Exercícios propostos:
1/ Enumere as situações em que, segundo o excerto selecionado, a versão gratuita do Google Fotos ajudava os utilizadores.
2/ Segundo o excerto selecionado, em que data o Google Fotos passa a ser pago?

Excerto selecionado:
□ □ □

O Google Fotos passa a ser pago, a Apple lança em Portugal pacote que junta serviços numa subscrição e as tecnológicas expandem negócio online com um sem número de subscrições cada vez mais a ser arrumadas em bundles. O consumidor vai pagar mais pelo conforto de uma experiência cada vez mais online que pode chegar à mobilidade (e não só). Deco Proteste deixa alguns avisos sobre o mundo dos dados na era das subscrições online.
Em novembro de 2020, os mais de 1,2 mil milhões de utilizadores do Google Fotos foram surpreendidos com a notícia de que o serviço de armazenamento ilimitado de fotos e vídeos, que muitos usavam como o seu arquivo pessoal dos seus smartphones, vai deixar de ser gratuito. Durante cinco anos - o projeto nasceu em 2015 - milhões habituaram-se à versão gratuita que ajudava quando se perdia ou avariava um telefone ou quando comprava um novo modelo, que passa a ser paga a 1 de junho.

□ □ □

Amostra de dados:
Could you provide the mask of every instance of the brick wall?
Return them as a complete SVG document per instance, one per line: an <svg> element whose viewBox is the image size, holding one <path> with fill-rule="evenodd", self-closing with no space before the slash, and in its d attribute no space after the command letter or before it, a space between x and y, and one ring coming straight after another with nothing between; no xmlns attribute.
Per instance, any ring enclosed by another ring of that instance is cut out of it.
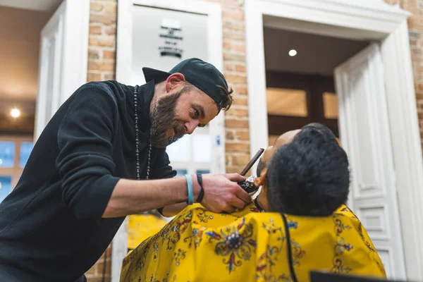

□ □ □

Respostas:
1/ Quando se perdia um telefone, quando um telefone avariava e quando se comprava um novo modelo.

2/ A 1 de junho.